Your task | Can you arrange everything from the first line of the material down to and including the line containing "column 340, row 256" as a numbered list, leaving out any blank lines?

Entries |
┄┄┄┄┄┄┄┄┄┄┄┄┄┄┄┄┄┄┄┄

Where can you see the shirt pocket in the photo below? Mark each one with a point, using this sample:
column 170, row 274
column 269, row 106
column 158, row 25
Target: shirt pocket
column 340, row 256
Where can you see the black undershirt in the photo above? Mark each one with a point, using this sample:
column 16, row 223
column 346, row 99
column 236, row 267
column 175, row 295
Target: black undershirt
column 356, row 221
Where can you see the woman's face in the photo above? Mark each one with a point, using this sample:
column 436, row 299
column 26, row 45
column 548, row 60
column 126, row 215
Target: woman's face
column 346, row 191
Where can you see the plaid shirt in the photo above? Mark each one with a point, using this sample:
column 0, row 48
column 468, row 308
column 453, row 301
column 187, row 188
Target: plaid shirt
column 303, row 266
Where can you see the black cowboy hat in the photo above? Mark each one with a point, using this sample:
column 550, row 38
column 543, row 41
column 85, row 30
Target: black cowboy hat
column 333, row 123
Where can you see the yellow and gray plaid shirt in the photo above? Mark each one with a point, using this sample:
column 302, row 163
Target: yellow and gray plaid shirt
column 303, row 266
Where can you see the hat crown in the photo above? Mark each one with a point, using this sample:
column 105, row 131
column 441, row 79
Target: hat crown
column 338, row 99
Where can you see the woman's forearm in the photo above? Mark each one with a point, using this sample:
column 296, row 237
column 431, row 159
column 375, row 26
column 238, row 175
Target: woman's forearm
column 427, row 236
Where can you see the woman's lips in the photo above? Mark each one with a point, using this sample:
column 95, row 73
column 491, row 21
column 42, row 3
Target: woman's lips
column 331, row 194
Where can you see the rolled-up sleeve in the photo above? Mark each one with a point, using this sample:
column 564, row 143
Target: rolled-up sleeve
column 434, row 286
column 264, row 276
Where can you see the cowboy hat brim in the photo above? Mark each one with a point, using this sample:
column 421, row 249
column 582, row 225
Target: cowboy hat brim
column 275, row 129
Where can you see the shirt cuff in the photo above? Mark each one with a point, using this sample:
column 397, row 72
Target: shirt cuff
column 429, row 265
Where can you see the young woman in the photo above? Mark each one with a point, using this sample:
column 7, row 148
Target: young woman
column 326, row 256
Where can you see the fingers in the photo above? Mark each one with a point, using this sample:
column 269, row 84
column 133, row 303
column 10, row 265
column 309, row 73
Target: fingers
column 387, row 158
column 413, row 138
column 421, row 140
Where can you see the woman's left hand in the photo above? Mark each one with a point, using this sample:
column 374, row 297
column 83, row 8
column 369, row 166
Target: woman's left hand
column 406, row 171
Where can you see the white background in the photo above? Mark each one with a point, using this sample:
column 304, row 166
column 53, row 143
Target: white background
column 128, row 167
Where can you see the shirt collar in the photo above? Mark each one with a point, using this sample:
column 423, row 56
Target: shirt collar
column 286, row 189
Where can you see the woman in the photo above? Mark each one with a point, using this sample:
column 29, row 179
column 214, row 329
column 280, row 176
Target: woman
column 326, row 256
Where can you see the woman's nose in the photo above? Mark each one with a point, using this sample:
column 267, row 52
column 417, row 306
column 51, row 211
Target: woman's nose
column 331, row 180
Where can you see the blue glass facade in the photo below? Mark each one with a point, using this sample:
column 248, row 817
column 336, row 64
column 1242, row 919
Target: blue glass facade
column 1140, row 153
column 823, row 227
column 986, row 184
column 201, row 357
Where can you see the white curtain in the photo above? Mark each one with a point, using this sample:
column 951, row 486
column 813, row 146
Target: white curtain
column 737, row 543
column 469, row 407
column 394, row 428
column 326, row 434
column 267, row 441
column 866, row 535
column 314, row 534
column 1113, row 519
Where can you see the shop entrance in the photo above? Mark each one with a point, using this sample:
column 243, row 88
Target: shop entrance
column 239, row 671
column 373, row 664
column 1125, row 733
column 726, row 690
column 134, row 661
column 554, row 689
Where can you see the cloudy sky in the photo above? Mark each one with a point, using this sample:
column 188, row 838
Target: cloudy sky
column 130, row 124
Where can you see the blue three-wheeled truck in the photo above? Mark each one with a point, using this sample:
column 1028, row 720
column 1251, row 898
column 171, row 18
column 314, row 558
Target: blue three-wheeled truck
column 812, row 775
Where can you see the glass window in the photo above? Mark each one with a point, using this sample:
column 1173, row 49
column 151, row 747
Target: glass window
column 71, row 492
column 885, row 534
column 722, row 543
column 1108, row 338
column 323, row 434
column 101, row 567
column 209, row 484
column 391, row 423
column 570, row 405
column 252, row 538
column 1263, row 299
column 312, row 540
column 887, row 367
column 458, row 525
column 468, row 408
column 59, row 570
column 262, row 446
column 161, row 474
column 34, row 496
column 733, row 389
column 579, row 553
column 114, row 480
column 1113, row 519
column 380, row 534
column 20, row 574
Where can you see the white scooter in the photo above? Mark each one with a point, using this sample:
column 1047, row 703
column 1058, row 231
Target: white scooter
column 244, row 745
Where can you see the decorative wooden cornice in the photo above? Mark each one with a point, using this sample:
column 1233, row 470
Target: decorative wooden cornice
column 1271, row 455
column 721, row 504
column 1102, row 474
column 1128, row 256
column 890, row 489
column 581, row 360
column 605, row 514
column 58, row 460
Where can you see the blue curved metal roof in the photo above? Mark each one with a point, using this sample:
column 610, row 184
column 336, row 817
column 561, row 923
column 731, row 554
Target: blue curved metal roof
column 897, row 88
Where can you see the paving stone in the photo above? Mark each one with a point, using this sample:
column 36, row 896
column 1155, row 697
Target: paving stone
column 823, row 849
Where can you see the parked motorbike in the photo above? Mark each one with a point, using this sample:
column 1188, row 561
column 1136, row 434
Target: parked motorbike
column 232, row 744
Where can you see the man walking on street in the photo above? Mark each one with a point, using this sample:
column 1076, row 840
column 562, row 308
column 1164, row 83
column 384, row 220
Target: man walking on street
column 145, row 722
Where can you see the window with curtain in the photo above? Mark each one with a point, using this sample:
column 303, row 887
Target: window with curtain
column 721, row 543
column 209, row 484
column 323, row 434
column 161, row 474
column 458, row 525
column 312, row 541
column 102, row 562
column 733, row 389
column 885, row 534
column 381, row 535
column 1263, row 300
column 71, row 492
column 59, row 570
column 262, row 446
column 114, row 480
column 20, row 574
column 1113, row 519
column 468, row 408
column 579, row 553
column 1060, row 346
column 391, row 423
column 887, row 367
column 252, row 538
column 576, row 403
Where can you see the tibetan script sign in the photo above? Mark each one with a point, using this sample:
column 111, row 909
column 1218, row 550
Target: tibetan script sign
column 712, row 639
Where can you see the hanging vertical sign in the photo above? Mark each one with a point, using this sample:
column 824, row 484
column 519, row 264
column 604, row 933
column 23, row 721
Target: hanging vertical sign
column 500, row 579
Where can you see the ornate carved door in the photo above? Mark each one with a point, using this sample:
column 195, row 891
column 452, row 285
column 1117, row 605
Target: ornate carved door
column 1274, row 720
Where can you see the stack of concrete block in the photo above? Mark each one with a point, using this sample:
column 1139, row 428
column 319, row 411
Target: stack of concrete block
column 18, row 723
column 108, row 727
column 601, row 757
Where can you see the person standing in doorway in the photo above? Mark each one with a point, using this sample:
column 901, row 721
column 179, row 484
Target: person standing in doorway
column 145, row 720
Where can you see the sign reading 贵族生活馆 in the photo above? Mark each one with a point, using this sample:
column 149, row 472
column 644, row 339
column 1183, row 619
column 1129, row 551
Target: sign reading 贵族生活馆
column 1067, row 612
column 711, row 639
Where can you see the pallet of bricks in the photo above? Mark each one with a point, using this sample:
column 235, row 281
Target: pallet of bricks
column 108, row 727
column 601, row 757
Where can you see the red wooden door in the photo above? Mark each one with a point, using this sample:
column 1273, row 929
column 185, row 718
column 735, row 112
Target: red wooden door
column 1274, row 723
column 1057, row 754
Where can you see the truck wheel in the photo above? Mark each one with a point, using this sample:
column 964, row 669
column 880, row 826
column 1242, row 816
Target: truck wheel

┄┄┄┄┄┄┄┄┄┄┄┄┄┄┄┄┄┄┄┄

Written solution |
1. Where can you see the shirt pocket in the photo below? Mark each one with a point, using this sample:
2. column 170, row 274
3. column 269, row 106
4. column 158, row 25
5. Target: shirt pocket
6. column 340, row 256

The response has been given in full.